--- EXTRACTED ENTRIES ---
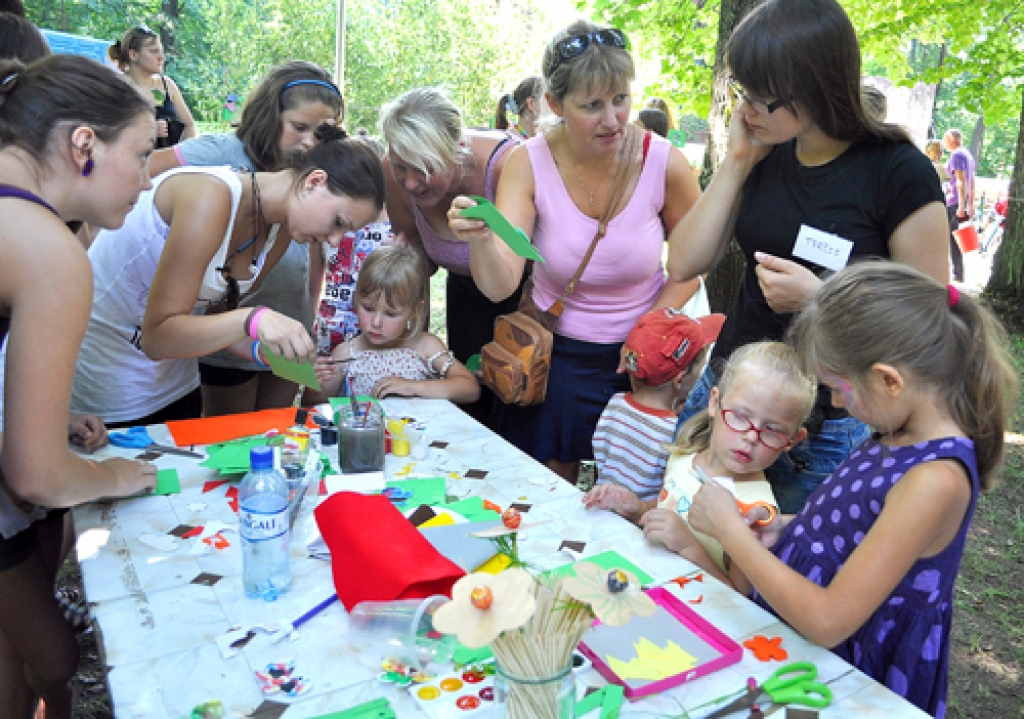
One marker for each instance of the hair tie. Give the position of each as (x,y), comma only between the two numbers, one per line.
(328,85)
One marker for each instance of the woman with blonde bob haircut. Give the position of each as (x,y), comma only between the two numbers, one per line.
(431,159)
(556,192)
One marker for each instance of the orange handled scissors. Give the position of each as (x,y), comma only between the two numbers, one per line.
(744,507)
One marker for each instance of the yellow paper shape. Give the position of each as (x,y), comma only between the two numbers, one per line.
(652,663)
(437,520)
(495,564)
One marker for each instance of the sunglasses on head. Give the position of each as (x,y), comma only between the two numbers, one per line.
(760,107)
(571,47)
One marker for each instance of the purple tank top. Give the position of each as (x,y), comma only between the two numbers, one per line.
(450,253)
(9,191)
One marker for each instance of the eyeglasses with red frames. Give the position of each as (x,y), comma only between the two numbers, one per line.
(761,107)
(771,438)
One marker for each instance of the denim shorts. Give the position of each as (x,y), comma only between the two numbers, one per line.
(796,473)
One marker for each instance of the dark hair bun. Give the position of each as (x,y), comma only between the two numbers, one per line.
(328,132)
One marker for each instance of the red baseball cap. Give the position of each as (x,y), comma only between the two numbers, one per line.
(665,341)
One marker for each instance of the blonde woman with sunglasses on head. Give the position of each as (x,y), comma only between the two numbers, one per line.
(805,160)
(556,187)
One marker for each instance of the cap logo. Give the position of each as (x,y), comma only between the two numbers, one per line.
(681,350)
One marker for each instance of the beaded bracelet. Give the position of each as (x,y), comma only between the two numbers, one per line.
(252,322)
(256,358)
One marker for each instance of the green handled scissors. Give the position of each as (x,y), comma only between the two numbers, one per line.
(794,683)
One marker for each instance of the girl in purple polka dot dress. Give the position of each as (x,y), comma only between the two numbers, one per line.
(868,564)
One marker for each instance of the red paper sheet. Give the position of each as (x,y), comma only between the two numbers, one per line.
(377,554)
(210,430)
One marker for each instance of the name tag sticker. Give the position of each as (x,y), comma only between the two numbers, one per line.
(823,249)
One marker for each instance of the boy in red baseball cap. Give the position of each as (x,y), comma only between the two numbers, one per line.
(664,354)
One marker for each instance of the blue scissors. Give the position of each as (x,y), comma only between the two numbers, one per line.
(139,438)
(794,683)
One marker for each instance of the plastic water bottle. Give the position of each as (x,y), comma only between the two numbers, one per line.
(263,527)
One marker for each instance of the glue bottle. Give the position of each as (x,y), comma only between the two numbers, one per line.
(263,527)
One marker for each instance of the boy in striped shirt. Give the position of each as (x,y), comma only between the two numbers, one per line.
(664,354)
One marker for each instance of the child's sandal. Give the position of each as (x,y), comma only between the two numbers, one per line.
(75,610)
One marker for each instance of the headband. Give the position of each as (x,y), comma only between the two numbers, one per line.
(953,296)
(328,85)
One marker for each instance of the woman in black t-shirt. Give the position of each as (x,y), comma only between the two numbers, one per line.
(810,182)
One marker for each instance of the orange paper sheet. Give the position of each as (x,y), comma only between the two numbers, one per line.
(210,430)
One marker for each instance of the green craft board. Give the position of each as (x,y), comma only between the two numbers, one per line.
(301,372)
(515,238)
(429,491)
(606,560)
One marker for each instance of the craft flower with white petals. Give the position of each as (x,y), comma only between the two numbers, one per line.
(484,605)
(613,596)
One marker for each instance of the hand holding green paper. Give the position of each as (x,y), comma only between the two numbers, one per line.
(515,238)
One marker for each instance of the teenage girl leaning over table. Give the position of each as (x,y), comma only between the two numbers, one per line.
(555,188)
(804,156)
(279,120)
(755,414)
(75,142)
(168,283)
(868,564)
(392,355)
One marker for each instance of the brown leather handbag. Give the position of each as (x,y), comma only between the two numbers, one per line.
(515,366)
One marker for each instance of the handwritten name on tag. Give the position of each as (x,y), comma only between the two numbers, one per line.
(824,249)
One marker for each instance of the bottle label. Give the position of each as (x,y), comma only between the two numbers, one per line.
(257,526)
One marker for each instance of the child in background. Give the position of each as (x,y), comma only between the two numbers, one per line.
(392,355)
(867,567)
(336,320)
(664,353)
(755,413)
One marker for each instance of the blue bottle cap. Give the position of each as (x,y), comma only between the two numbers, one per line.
(261,458)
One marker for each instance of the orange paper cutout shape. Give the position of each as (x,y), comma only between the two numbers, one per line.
(766,649)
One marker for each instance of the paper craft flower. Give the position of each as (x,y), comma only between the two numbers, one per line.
(613,603)
(512,604)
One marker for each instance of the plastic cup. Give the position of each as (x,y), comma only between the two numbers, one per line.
(401,630)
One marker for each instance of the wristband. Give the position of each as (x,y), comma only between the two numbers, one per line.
(252,322)
(256,355)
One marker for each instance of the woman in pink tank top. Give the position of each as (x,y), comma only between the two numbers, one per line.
(556,192)
(431,159)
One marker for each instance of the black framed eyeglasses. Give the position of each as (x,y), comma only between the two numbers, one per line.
(571,47)
(769,437)
(760,107)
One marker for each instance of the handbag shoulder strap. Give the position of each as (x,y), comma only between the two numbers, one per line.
(622,179)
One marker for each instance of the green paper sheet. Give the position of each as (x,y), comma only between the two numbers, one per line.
(300,372)
(167,482)
(606,560)
(429,491)
(515,238)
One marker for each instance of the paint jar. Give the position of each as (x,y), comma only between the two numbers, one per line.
(550,695)
(401,631)
(360,438)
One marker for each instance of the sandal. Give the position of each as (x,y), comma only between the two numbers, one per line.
(75,610)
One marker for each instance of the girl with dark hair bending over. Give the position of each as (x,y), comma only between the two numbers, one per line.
(556,187)
(168,283)
(74,143)
(805,160)
(279,120)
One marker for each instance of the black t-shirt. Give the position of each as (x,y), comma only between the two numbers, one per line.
(862,196)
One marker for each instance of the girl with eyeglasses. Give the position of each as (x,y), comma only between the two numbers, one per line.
(169,282)
(280,119)
(805,162)
(74,143)
(755,413)
(139,53)
(556,188)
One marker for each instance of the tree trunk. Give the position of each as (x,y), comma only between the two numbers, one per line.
(1008,265)
(723,281)
(978,139)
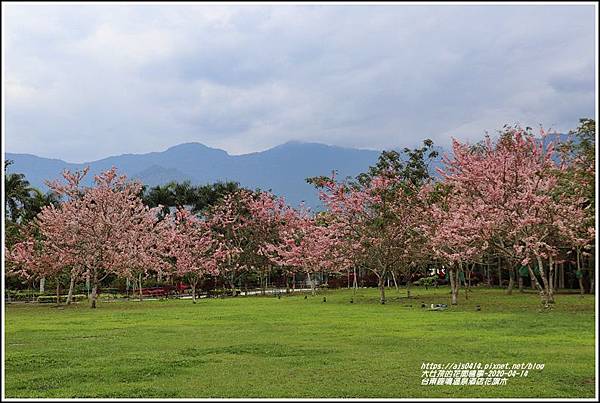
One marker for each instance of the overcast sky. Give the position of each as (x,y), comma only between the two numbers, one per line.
(86,81)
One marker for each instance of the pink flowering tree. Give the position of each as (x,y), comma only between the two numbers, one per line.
(99,230)
(305,246)
(512,182)
(190,248)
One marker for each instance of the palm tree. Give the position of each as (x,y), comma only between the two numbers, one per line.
(17,191)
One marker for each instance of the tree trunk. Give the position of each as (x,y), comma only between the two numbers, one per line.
(464,280)
(499,273)
(396,285)
(579,272)
(544,291)
(140,287)
(511,280)
(312,284)
(551,280)
(453,285)
(382,289)
(561,276)
(71,287)
(87,283)
(94,290)
(520,281)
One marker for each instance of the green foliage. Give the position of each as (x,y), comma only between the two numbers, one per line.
(411,166)
(427,281)
(175,194)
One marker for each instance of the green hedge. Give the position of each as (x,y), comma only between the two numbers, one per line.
(48,299)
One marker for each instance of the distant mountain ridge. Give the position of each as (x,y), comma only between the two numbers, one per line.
(281,169)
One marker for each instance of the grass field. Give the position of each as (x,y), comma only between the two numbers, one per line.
(292,347)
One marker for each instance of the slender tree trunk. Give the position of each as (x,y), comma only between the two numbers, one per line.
(87,283)
(561,276)
(140,286)
(580,272)
(312,284)
(94,290)
(520,281)
(511,280)
(464,280)
(396,285)
(382,289)
(469,271)
(551,280)
(499,273)
(592,274)
(453,285)
(71,287)
(544,293)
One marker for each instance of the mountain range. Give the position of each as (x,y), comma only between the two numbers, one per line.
(281,169)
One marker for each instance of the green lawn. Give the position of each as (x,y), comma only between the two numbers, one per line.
(292,347)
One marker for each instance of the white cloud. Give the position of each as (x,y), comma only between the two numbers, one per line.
(87,81)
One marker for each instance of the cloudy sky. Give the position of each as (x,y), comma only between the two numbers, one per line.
(86,81)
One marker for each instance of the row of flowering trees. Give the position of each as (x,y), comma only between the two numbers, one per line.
(513,197)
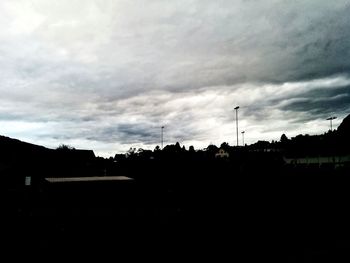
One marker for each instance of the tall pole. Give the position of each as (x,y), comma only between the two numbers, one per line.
(243,136)
(236,108)
(162,136)
(331,119)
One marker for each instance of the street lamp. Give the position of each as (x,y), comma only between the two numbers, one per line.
(236,108)
(162,128)
(243,136)
(330,119)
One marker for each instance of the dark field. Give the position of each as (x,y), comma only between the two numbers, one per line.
(280,218)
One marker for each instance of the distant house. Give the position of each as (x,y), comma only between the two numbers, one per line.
(222,154)
(337,161)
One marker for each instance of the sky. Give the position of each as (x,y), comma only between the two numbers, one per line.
(107,74)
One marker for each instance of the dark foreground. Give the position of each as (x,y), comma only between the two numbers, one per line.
(279,218)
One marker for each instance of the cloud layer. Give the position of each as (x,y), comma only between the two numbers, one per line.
(107,74)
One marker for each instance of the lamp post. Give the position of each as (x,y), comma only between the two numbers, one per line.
(162,128)
(236,108)
(330,119)
(243,136)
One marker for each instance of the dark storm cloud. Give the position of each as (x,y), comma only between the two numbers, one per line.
(107,73)
(322,102)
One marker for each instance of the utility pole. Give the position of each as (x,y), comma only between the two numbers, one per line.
(331,119)
(243,136)
(236,108)
(162,128)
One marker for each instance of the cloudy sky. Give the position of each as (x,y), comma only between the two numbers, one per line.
(107,74)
---
*WHAT IS REQUIRED*. All that belongs in the answer is the lines from the line with "One marker for each instance of the white" through the closing line of the entries, inclusive, transcribed exactly and free of pictures.

*RESULT FOR THIS EXERCISE*.
One marker for each instance of the white cloud. Give the position of each as (x,y), comma only between the two numbers, one per line.
(87,81)
One marker for each instance of the cloudy sky. Give the position of each as (x,y), comma only between the two numbers, one per line.
(86,81)
One marker for each instance of the row of flowering trees. Give the position of each as (x,y), comma only between the two numbers, one per line.
(513,197)
One marker for each instance of the tall pole. Give the position of each as (x,y), comma only between the two numbers, one per line.
(243,136)
(236,108)
(162,136)
(331,119)
One marker for each instance of the street lamp. Give the position of each as (x,y), comma only between the two numbers, one per line.
(236,108)
(162,128)
(243,136)
(330,119)
One marker for each instance of the dark field. Give the position of each as (x,y), comma only between the two numbers, one per line.
(280,218)
One marker for each instance of the distant house. Give the position of each as (x,y), comma only between the two numbers, one per line.
(222,154)
(337,161)
One marker for each instance of the sky. Give the position of each as (x,y), comma only between the two numbers, one per line.
(107,74)
One marker for each instance of the dark foreground. Give the position of each as (x,y), comma only between the two numbers, one per line.
(279,218)
One marker for each instance of the cloud layer. Give the position of each as (x,y), comma only between the two numbers, one per line.
(107,74)
One marker for each instance of the lamp post. Give the position of each as (x,y), comma only between the two numbers, one per line.
(162,128)
(236,108)
(330,119)
(243,136)
One marker for each instance of the dark storm cloud. Give the position of each as (x,y), comma only between the two numbers, one per line.
(107,73)
(322,102)
One marker for each instance of the utility pole. Give the position of each as (x,y), comma only between the two numbers, one per line.
(331,119)
(243,136)
(236,108)
(162,128)
One marker for each instance of the cloudy sky. Give the position of each as (x,y), comma only between the two numbers, one per line.
(107,74)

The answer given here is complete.